** Passage **
-=-=-=-=-
Human and agricultural work is held back somewhat. Golden rice was actually rather simple but the biologists took 14 years of safety testing before it was deployed. Several million people went blind in the meantime. This was completely avoidable. GMO rice is not going to take over the world and should not require 14 years of “safety testing”. The precautionary principle gives people brain worms. Not the fun genetically modified kind of brainworms either.
Regulation in general holds back a lot of progress in biology. During the pandemic, the FDA suspended the rules and suddenly we had extremely rapid innovation. When they suspended the rules, I thought that was ridiculous. If we know the rules are wrong and broken, then we should get rid of the rules, not have a temporary suspension.
With the excess regulation, you also end up increasing the cost of getting drugs or other things to market and as a result you cut off the lower end of the market. This increases the costs and then investors need to get even higher returns in order to recoup investment.
There is a competitive market for investment yield and regulation sort of shapes the kind of yields that you can get in biotech. As a result, money flowing into biotech innovation is pretty constrained, even if the money is available and people are theoretically interested in funding these kinds of things.
https://www.capitalismmagazine.com/2019/07/the-federal-death-agency-fda/
There is definitely a bizarre social taboo surrounding the pursuit of some of these projects. Another constraint is that even if someone is doing the work, they can’t exactly be public especially in germline because the privacy of the child is of utmost importance.
-=-=-=-=-
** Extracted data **
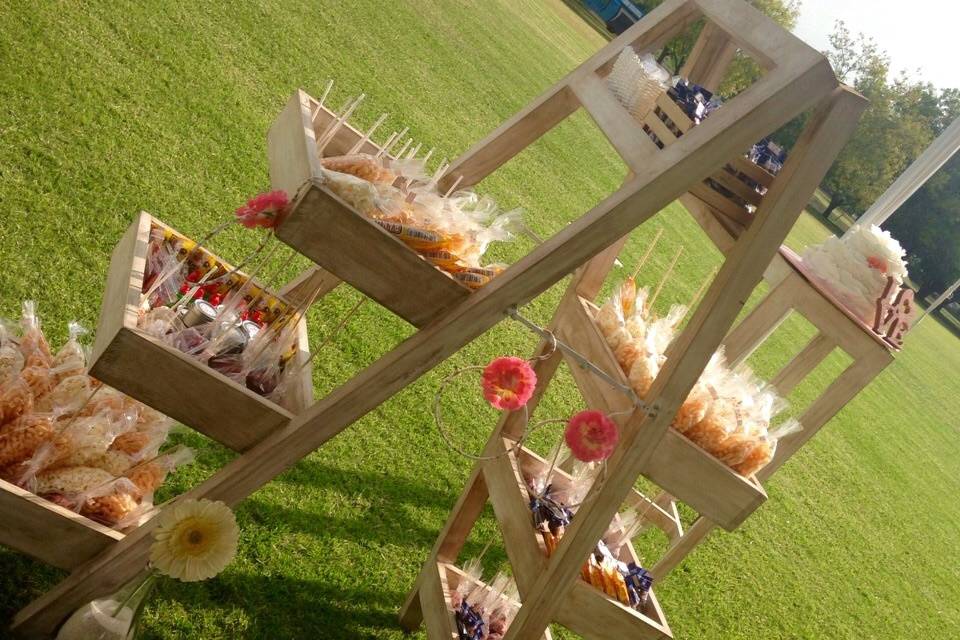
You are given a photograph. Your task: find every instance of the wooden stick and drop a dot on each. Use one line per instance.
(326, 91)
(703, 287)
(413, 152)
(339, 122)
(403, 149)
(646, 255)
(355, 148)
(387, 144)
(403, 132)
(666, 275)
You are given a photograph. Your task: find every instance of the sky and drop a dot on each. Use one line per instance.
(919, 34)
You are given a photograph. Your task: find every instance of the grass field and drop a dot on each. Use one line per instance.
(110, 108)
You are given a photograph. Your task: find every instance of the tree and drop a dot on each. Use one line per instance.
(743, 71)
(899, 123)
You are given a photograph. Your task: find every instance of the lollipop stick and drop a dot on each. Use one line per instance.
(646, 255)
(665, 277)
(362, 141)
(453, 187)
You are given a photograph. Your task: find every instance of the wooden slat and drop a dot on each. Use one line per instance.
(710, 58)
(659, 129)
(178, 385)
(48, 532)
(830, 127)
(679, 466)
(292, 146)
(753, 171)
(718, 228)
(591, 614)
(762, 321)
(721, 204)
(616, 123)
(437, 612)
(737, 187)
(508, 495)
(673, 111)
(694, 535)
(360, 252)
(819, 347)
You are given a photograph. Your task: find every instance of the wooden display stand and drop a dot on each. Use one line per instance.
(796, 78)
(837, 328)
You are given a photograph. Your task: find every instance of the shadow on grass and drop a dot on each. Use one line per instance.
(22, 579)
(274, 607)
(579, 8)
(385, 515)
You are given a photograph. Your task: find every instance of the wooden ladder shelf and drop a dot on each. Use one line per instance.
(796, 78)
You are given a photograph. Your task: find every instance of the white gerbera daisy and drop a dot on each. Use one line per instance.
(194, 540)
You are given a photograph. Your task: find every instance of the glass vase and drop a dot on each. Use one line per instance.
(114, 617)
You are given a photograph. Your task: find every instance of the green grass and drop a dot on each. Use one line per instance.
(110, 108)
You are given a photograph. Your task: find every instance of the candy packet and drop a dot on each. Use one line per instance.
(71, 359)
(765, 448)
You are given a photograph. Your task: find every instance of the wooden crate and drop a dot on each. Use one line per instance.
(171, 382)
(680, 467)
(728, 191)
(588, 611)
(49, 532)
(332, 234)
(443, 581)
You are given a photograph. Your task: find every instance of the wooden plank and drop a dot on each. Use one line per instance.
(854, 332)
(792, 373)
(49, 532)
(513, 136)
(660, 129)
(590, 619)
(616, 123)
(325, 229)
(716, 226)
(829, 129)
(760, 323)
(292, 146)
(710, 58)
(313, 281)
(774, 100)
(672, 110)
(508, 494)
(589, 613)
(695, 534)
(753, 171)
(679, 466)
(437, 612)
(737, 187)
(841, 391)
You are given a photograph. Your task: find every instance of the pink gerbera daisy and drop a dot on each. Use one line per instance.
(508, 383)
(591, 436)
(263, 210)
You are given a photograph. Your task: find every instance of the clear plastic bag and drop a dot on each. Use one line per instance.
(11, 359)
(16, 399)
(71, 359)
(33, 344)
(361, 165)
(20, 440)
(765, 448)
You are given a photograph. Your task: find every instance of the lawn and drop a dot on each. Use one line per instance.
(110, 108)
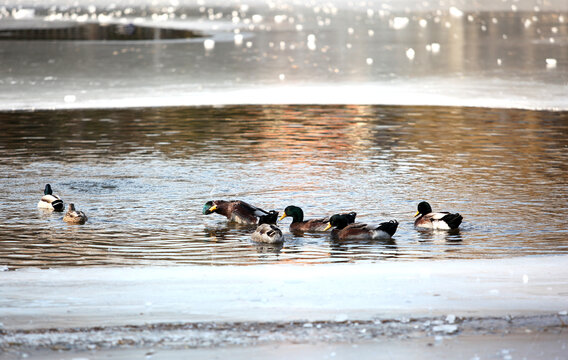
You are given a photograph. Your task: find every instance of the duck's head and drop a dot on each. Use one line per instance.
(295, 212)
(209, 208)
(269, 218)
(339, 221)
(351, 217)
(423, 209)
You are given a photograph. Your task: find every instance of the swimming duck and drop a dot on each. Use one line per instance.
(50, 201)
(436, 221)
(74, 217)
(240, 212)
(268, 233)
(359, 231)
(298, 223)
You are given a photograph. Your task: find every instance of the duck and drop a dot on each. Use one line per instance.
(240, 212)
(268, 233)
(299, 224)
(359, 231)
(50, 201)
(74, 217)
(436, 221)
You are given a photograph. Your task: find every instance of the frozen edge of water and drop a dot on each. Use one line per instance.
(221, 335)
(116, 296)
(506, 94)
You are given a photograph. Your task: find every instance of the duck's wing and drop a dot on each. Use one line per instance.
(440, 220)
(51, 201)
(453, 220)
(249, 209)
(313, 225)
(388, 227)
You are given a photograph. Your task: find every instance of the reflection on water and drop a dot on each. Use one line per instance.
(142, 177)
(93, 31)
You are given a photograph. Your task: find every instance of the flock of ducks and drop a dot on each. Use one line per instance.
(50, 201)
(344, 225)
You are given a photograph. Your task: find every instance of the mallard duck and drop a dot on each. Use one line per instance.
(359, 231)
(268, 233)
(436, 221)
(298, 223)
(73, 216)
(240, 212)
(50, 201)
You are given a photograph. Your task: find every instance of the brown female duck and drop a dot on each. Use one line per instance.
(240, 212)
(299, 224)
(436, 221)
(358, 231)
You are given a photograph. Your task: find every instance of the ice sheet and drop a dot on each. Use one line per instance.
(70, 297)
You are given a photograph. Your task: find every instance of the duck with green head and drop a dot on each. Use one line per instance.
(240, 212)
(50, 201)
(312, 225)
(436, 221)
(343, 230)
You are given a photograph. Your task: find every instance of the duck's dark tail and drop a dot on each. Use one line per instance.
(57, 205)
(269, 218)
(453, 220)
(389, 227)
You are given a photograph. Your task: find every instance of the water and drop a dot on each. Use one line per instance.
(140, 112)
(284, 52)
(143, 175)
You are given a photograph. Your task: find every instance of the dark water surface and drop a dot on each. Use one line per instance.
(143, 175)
-=-=-=-=-
** Task item **
Continue the passage on regulation in biology and biotech, starting right after its last sentence.

** Response below **
Researchers in academia are mostly focused on grants for curing various diseases because that’s what appeals to the appetite of federal funding agencies and the philanthropic organizations. The academic biologists tend to be extremely sensitive to public opinion because the public controls much of the federal funding. As a result, they have felt the burn from the anti-GMO people and the attempts at stopping embryonic stem cell research. They absolutely do not want further prohibitions on research and they worry about people outside of academia doing things that cause a backlash on federal funding of researchers.
Thankfully, you don’t need to do this work inside of academia.
Focusing on diseases will never lead to extremely cheap interventions; there’s simply not enough sick people with the same problem. Nobody really focuses on enhancements. As a result, costs are going to remain high because the market for a specific disease can be incredibly small. Meanwhile the market for general broad spectrum mass market enhancement has a potential population of almost 8 billion people.
I also think that biologists don’t paint that interesting of a future. They usually talk about curing diseases but don’t have any vision beyond that point. What are we going to do after we cure all diseases? The silicon people have visions of computronium painting the universe. The biologists don’t really promote visions of a flourishing biosphere across the entire cosmos or some other moral vision for progress.
There’s some good news though. Since not everyone is working on the ambitious projects, there’s lots of low-hanging fruit available. I think there’s enough people working on curing all diseases or ending aging/anti-aging/longevity. Other ambitious projects include intelligence/memory enhancement, protein engineering, molecular nanotechnology, the complete control over cellular morphological form, brain preservation, brain uploading, cryonic preservation and resuscitation, etc. (I will also note here that longevity is getting lots of attention, but not as much for young people or germline; older people in my opinion might already be aged and that might be irreversible with technology in the next 30-50 years for all I know). I think we should be very excited about the future and work on really hard, important technologies. I think sometimes people might get complacent because it’s hard to realize that just several hundred generations ago we were all completely destitute and barely picking ourselves up out of the mud. We aren’t that far from where we came from. We absolutely must accelerate.